§ **À FAIRE**
Poursuivez l'entretien avec Chad Kassem ci-dessous en reprenant juste après sa dernière phrase.

De la maison de transition à l'usine de vinyle: Entretien avec Chad Kassem, partie 1

De la maison de transition à l'usine de vinyle: Entretien avec Chad Kassem, partie 1


Chad Kassem (g.) avec Gilles Laferrière à AXPONA 2023 de Chicago

Lors de ma visite à l'Axpona 2023 de Chicago, j'ai eu le privilège d'interviewer Chad Kassem, propriétaire et fondateur d'Acoustic Sounds, d'Analogue Productions, de Quality Record Pressings et de Blue Heaven Studios. Chad a été très généreux de son temps et a parlé franchement de sa vie, de ses aspirations et des nombreux défis auxquels il a été confronté en construisant son entreprise florissante.

Chad est une figure importante de la communauté audiophile. Les rééditions qu'il a réalisées sous le label Analogue Productions et que j'ai achetées au cours des deux dernières décennies figurent parmi les disques les plus sonores de ma collection de vinyles. La quête incessante de Chad pour une reproduction de la plus haute qualité de la musique sur vinyle a joué un rôle crucial dans la renaissance de ce support.

Notre entretien a débuté tôt le matin. J'ai d'abord demandé à Chad de me parler de ses origines, de ses années d'adolescence et de comment il s'est retrouvé au Kansas.

« Je suis à moitié Cajun. Ma mère parle français, ma famille parlait français, et beaucoup de gens dans le sud-ouest de la Louisiane parlent encore français, car c’est là que les Cajuns venus de Nouvelle-Écosse se sont installés. C’est une région très particulière des États-Unis. La culture y est tellement différente. Ils ont leur propre langue, leur propre musique, leur propre style culinaire. C’est là que j’ai grandi. Une chose qui caractérise les Cajuns et les habitants de la Louisiane, c’est qu’ils aiment s’amuser. »

Je lui ai dit que j'étais allé à la Nouvelle-Orléans et que je comprenais bien de quel genre de fêtes il parlait.

« La Nouvelle-Orléans, c'est un peu différent », a-t-il précisé. « Les vrais Cajuns sont plutôt vers Lafayette, à l'ouest de la Nouvelle-Orléans. La Nouvelle-Orléans a ses particularités, mais pour vraiment être au cœur de la culture cajun, il faut aller plus à l'ouest.

« Quand j’ai grandi à Lafayette, les bars étaient ouverts 24 heures sur 24. On pouvait acheter de la bière dès l’âge de 12 ans. Il y avait beaucoup de drogues et énormément de festivals. Chaque week-end, c’était un festival : festival de l’écrevisse, festival du crabe, festival de la crevette, festival de jazz… toutes les excuses étaient bonnes pour faire la fête. Et comme il fait chaud, les gens ne restent pas chez eux à écouter des disques. Les concerts sont si fréquents qu’on ne reste pas à la maison.

« Si vous avez toujours vécu là-bas, vous ne réalisez pas à quel point Lafayette est un endroit unique. Vous pensez que partout, c’est comme ça, que tout le monde vit de cette manière. Il faut partir pour comprendre à quel point c’est différent et spécial.

§ **LIGNES EXTRAITES**
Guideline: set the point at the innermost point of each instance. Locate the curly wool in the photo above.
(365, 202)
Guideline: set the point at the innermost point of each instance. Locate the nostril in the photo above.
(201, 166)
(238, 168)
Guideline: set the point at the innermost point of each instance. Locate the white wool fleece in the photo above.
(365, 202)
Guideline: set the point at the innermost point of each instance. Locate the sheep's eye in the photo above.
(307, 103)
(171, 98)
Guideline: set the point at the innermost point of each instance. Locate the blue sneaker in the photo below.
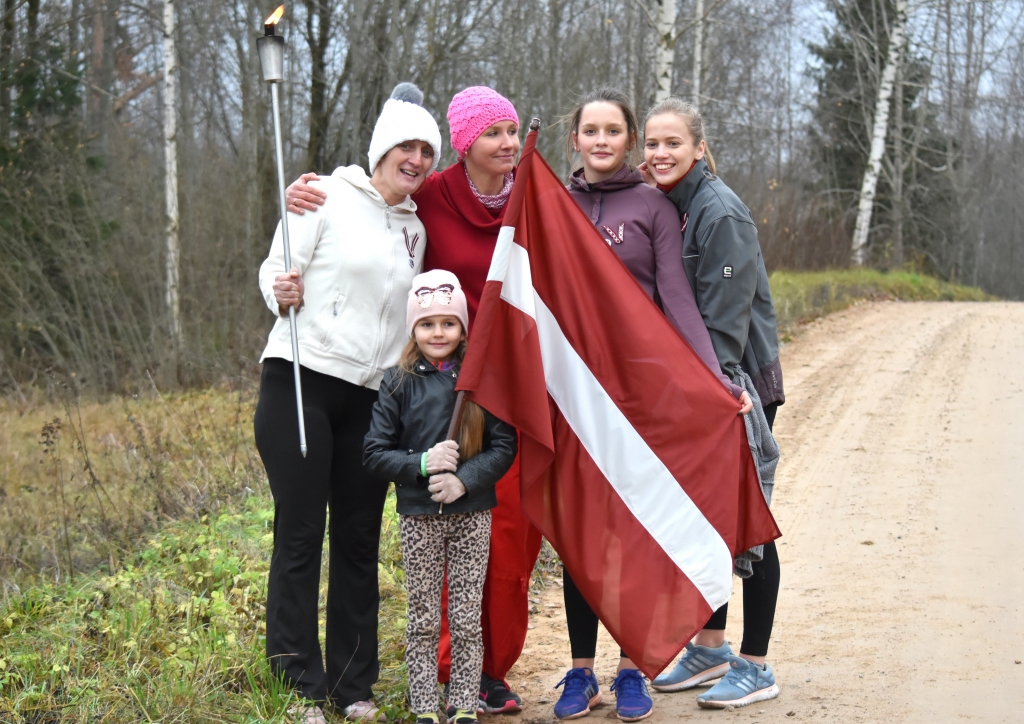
(745, 683)
(698, 665)
(580, 694)
(633, 701)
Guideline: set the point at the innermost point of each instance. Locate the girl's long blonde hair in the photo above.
(470, 437)
(692, 118)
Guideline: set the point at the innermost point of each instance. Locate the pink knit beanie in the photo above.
(436, 293)
(473, 111)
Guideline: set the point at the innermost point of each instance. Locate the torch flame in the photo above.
(275, 16)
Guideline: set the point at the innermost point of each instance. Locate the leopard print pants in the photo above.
(463, 541)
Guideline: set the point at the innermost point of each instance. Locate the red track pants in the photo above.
(514, 547)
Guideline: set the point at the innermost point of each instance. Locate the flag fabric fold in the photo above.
(634, 461)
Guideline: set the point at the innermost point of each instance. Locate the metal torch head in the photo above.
(271, 57)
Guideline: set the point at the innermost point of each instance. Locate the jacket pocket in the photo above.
(347, 331)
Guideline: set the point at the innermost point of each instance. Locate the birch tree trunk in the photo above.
(665, 54)
(171, 174)
(697, 52)
(866, 204)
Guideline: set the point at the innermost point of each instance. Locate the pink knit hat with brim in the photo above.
(436, 293)
(473, 111)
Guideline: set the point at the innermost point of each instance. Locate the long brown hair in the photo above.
(470, 436)
(605, 95)
(692, 118)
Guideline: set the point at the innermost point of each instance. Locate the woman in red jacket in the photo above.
(462, 209)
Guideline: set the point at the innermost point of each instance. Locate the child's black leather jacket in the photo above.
(411, 416)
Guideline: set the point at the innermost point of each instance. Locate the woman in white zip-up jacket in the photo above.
(352, 267)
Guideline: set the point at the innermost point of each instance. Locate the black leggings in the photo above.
(337, 417)
(582, 621)
(760, 596)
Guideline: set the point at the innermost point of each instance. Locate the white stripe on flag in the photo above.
(636, 473)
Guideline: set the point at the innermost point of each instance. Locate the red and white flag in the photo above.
(634, 461)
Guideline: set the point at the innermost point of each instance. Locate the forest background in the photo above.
(136, 204)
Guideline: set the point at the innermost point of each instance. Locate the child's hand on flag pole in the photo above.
(445, 488)
(443, 457)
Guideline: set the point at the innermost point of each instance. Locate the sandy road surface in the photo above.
(901, 499)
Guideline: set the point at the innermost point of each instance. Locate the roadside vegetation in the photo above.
(135, 534)
(802, 296)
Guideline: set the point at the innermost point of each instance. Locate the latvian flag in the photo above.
(634, 461)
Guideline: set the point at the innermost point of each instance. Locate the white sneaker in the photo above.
(306, 715)
(363, 712)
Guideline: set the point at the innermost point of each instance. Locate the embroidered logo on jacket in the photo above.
(617, 239)
(411, 246)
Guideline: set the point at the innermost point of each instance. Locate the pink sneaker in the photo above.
(306, 715)
(363, 712)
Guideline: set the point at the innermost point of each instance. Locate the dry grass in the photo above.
(801, 296)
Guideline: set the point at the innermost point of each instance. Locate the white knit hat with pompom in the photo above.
(403, 119)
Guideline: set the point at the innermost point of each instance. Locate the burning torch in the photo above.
(271, 60)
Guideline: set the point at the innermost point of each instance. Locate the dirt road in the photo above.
(900, 496)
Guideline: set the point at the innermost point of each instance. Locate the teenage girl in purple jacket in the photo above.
(642, 226)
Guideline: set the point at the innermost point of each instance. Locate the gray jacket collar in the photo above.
(684, 192)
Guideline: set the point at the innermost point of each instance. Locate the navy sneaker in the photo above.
(581, 692)
(497, 696)
(698, 665)
(745, 683)
(633, 701)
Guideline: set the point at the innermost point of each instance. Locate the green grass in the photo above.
(135, 540)
(175, 635)
(801, 296)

§ **RÉPONSE**
« Il y a tant de musiciens. C'est une tradition familiale. J'ai beaucoup appris sur l'histoire de la musique de la Nouvelle-Orléans. Le rock 'n' roll, c'est presque parti de là en 1949 avec Fats Domino. Beaucoup pensent à Little Richard ou Chuck Berry, mais Little Richard, originaire de Géorgie, a enregistré ses plus grands hits à la Nouvelle-Orléans, avec des musiciens locaux. Je n'enlève rien à Little Richard. Il est génial. Et il était là au début, c'est sûr. Mais j'ai tout appris du blues, du zydeco et du jazz d'où je viens. »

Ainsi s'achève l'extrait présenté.